§ WHAT IS REQUIRED: Go to the line that contains "Given the photograph above, point out the black" and extract it along with every line after it, exactly, through the end of the data below.

§ AVAILABLE RECORDS:
┌──

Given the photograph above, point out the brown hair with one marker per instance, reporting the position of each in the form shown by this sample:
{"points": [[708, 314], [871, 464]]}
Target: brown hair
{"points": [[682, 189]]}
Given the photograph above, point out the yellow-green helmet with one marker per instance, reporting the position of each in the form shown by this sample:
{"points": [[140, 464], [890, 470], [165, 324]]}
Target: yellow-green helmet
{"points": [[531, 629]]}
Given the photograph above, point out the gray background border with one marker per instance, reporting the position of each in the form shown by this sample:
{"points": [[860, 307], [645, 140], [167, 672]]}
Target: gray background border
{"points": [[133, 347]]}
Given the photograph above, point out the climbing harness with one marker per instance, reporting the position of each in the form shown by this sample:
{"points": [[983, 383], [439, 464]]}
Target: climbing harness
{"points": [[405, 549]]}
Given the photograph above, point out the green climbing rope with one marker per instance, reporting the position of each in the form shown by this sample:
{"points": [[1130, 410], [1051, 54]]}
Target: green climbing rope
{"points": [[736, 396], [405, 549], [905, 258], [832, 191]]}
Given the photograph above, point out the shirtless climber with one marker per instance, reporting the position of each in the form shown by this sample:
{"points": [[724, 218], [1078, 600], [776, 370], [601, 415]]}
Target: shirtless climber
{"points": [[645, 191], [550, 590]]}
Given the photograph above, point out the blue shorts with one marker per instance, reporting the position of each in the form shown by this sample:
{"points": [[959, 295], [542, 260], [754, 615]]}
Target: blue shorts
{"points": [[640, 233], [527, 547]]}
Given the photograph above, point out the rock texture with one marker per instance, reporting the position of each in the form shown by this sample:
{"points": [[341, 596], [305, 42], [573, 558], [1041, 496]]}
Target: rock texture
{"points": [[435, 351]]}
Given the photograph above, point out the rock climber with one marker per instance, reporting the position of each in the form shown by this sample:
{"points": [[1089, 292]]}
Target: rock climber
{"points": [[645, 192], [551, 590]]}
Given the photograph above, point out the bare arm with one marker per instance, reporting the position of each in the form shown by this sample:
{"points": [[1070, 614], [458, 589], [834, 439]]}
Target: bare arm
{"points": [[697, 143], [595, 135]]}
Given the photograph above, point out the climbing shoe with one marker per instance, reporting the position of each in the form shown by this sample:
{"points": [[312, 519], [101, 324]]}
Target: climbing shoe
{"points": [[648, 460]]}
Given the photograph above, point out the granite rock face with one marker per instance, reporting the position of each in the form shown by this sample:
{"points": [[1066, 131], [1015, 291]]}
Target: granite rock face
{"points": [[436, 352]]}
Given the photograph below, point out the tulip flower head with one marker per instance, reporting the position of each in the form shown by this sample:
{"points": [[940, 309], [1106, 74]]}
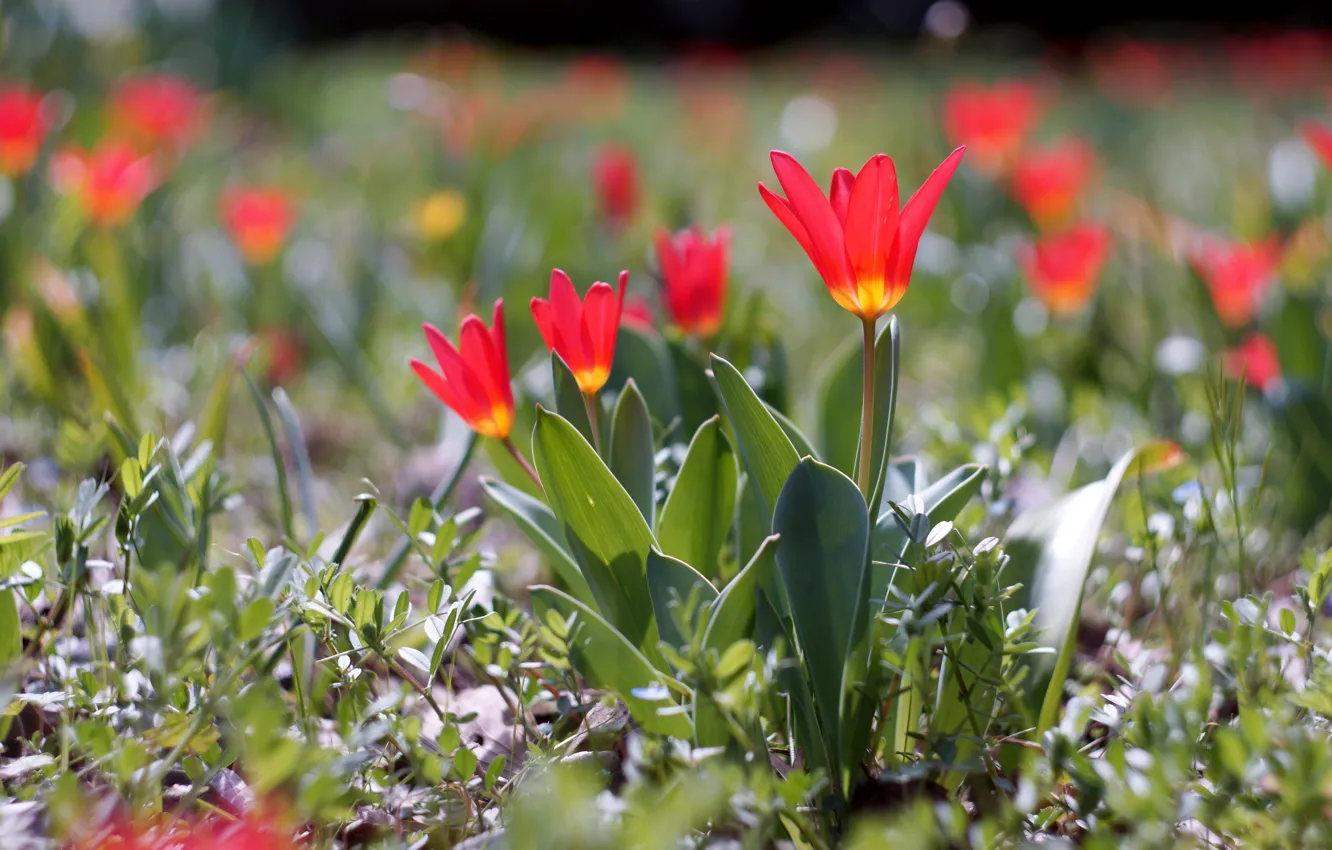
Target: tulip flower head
{"points": [[159, 112], [1236, 276], [614, 172], [693, 268], [862, 245], [1050, 181], [1319, 139], [108, 183], [257, 220], [23, 127], [581, 332], [1062, 269], [993, 121], [1255, 361], [473, 379]]}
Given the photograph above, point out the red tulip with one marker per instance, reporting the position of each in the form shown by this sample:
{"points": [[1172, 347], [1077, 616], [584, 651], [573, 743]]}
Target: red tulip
{"points": [[1063, 269], [993, 121], [597, 87], [582, 333], [157, 111], [253, 832], [257, 220], [474, 383], [614, 175], [1050, 181], [1319, 139], [1255, 361], [23, 127], [694, 277], [285, 355], [638, 312], [108, 183], [862, 245], [1236, 275]]}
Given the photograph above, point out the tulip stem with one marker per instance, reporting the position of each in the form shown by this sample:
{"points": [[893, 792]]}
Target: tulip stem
{"points": [[522, 461], [594, 419], [866, 411]]}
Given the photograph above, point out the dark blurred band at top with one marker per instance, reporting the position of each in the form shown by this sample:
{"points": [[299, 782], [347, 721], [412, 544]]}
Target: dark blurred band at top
{"points": [[667, 24]]}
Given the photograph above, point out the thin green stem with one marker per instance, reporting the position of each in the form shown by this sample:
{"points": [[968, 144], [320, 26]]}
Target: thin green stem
{"points": [[593, 405], [522, 461], [866, 411]]}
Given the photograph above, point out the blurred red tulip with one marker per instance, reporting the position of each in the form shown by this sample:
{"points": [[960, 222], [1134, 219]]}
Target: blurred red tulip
{"points": [[257, 220], [581, 332], [1255, 361], [638, 312], [862, 245], [693, 268], [285, 355], [474, 383], [1236, 275], [614, 172], [253, 832], [159, 112], [597, 87], [1319, 139], [1050, 181], [1063, 269], [991, 121], [108, 183], [23, 127]]}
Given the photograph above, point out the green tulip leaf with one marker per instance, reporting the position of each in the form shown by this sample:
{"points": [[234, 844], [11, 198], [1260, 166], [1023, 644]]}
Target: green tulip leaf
{"points": [[641, 356], [671, 584], [734, 610], [633, 456], [601, 524], [1050, 553], [823, 560], [701, 506], [765, 448], [541, 526]]}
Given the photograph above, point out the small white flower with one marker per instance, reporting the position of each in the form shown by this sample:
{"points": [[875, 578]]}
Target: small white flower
{"points": [[938, 534]]}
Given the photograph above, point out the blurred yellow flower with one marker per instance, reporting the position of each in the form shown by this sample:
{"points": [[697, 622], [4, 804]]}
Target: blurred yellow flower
{"points": [[440, 215]]}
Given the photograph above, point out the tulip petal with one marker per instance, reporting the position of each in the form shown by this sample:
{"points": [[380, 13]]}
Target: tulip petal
{"points": [[478, 352], [667, 257], [568, 316], [437, 384], [601, 321], [545, 320], [497, 339], [782, 209], [871, 224], [468, 389], [841, 192], [915, 216], [821, 223]]}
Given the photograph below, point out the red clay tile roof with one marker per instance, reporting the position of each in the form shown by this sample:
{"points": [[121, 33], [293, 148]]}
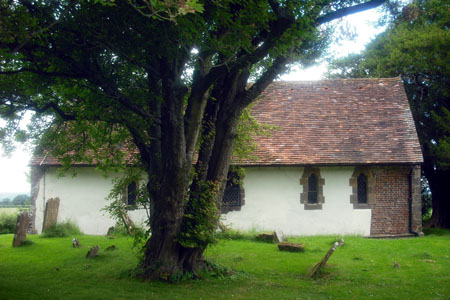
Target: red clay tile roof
{"points": [[330, 122], [350, 121]]}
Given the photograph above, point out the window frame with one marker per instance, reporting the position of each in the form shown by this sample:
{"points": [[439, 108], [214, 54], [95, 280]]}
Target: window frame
{"points": [[126, 195], [305, 181], [370, 188]]}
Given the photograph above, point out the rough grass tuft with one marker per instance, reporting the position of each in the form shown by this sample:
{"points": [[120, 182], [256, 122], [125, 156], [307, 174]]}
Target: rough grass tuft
{"points": [[7, 222]]}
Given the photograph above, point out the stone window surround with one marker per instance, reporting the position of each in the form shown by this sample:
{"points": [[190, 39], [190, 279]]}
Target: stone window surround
{"points": [[125, 196], [370, 188], [304, 195], [227, 208]]}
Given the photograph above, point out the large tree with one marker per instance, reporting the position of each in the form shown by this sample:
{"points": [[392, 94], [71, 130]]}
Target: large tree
{"points": [[102, 75], [416, 46]]}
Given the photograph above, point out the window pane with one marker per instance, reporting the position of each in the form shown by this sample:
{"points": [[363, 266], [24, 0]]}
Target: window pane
{"points": [[362, 188], [131, 193], [232, 196], [312, 189]]}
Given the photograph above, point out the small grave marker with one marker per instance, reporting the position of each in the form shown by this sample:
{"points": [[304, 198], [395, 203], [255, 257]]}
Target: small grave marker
{"points": [[93, 252], [20, 233]]}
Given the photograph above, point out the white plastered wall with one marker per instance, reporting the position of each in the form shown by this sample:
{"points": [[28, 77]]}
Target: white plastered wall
{"points": [[82, 199], [272, 201]]}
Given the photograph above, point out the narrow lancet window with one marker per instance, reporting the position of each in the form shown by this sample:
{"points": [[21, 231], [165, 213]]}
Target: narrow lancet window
{"points": [[362, 188], [312, 189]]}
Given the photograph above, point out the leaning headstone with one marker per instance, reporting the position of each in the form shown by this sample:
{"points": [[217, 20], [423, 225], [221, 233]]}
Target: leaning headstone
{"points": [[51, 213], [75, 243], [111, 248], [278, 236], [92, 252], [267, 237], [20, 233], [129, 224], [315, 270], [291, 247], [111, 231]]}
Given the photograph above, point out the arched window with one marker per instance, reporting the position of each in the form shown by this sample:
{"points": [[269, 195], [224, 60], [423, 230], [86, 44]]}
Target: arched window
{"points": [[312, 189], [132, 193], [362, 188], [312, 183]]}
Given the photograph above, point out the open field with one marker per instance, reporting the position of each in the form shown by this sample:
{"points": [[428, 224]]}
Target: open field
{"points": [[361, 269], [9, 210]]}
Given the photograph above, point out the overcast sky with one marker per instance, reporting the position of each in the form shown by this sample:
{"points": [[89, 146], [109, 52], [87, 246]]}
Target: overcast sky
{"points": [[13, 170]]}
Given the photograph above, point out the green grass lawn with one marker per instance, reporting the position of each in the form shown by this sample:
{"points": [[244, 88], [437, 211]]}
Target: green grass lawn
{"points": [[361, 269]]}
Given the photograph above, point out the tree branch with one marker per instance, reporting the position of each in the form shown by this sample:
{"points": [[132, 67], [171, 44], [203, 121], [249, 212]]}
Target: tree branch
{"points": [[44, 73], [348, 11]]}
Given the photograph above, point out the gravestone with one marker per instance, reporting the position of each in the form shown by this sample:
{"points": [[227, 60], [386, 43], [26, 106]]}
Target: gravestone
{"points": [[20, 233], [51, 213], [75, 243], [291, 247], [92, 252], [278, 236], [315, 270]]}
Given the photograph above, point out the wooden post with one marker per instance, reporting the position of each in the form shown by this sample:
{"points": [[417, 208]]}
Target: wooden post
{"points": [[324, 260]]}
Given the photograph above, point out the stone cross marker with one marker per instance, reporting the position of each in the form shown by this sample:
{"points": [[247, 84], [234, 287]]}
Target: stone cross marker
{"points": [[20, 233], [51, 213]]}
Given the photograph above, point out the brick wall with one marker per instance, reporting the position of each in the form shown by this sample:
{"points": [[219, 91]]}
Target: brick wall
{"points": [[391, 210]]}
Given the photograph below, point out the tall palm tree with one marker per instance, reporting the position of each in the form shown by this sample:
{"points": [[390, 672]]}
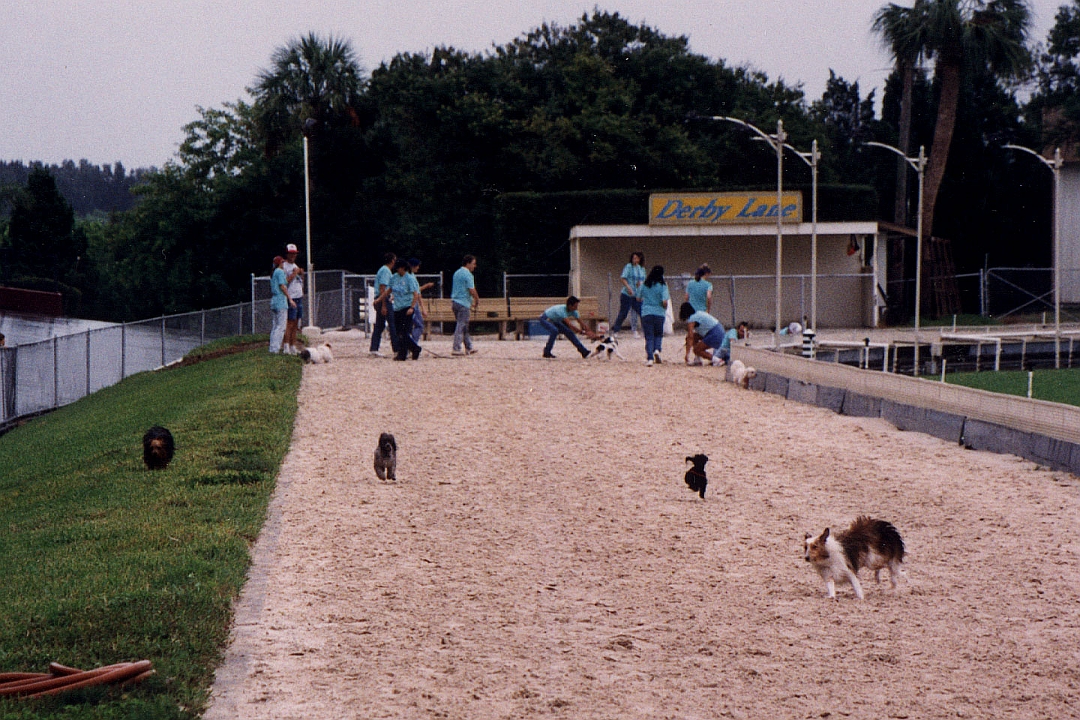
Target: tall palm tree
{"points": [[309, 79], [957, 35]]}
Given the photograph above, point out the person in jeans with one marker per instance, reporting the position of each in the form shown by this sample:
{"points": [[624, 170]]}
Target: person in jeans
{"points": [[405, 294], [381, 304], [463, 299], [655, 298], [279, 304], [565, 318], [633, 275]]}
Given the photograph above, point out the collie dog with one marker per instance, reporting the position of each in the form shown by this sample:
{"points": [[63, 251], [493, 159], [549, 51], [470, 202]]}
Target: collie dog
{"points": [[866, 543]]}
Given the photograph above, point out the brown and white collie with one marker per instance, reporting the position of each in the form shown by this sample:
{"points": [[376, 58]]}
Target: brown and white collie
{"points": [[866, 543]]}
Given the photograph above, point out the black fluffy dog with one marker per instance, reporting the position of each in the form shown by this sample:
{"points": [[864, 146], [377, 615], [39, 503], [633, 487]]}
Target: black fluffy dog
{"points": [[386, 457], [696, 476], [158, 448]]}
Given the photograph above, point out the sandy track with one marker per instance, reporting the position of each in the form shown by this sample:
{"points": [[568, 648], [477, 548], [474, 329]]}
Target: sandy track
{"points": [[540, 555]]}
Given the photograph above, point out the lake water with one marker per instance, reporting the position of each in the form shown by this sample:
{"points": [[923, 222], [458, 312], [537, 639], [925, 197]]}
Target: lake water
{"points": [[22, 329]]}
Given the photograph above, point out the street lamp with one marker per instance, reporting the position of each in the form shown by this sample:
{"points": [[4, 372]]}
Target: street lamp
{"points": [[777, 141], [920, 165], [1055, 167], [308, 128]]}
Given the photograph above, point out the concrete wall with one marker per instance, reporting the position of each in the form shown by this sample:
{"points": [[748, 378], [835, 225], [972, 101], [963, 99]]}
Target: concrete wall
{"points": [[1047, 433], [841, 302]]}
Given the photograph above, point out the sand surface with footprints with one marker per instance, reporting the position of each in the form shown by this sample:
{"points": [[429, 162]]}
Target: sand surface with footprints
{"points": [[540, 556]]}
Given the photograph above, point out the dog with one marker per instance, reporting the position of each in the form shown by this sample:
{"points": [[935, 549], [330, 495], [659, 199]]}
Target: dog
{"points": [[866, 543], [158, 448], [742, 375], [386, 458], [606, 348], [694, 477], [316, 354]]}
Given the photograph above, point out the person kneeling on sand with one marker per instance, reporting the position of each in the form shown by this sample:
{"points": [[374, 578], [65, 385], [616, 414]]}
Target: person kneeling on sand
{"points": [[704, 335], [565, 318]]}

└──

§ TASK SOLUTION:
Given the photograph above, point out the black fluffy dog with one marker per instance, reporting the position of each in the form shown by this sample:
{"points": [[864, 146], [377, 615], [39, 503], [633, 487]]}
Target: black fluffy dog
{"points": [[386, 457], [696, 476], [158, 448]]}
Given the photograph above, point out the sandy track with one marker per instance, reporting the position of each in the form shown by this sample:
{"points": [[568, 648], [477, 548], [474, 329]]}
Target: sandy track
{"points": [[540, 555]]}
Given the photograph above, point out the lake water with one marker per instance, reporting the position of each in the form shown by this sample:
{"points": [[923, 222], [458, 312], [537, 639], [925, 197]]}
Target: lake water
{"points": [[22, 329]]}
Given the photograph above, point out the street lamp with one marker per instance, reporting the position of each in the form shown by this sample:
{"points": [[4, 372]]}
Target: street lamp
{"points": [[777, 141], [920, 165], [1055, 167], [308, 128]]}
Given the photograph above, point out the concrete wall with one marker per instance, reporting the position of each in the form shown by this sample:
{"points": [[748, 378], [835, 225], [972, 101], [963, 99]]}
Target: concrete wall
{"points": [[1047, 433], [841, 302]]}
Given the photograph above, point out the sand surface with footprints with one marker per instance, reporting the position of each in the form shown by this sample:
{"points": [[429, 162]]}
Target: sand surface with footprints
{"points": [[540, 556]]}
Given the photograph above, point out the dog with one marker per instance, reporting the position of each in the form shown by this sample:
{"points": [[935, 549], [330, 495], [659, 199]]}
Target: dog
{"points": [[866, 543], [158, 448], [742, 375], [386, 458], [606, 348], [694, 477], [316, 354]]}
Given the photograph above, point out the person kneeling on sand with one marker per instance, reporting the position of each in the form shown by this sample:
{"points": [[374, 578], [65, 385], [616, 414]]}
Target: person kneeling on sand
{"points": [[704, 335], [565, 318]]}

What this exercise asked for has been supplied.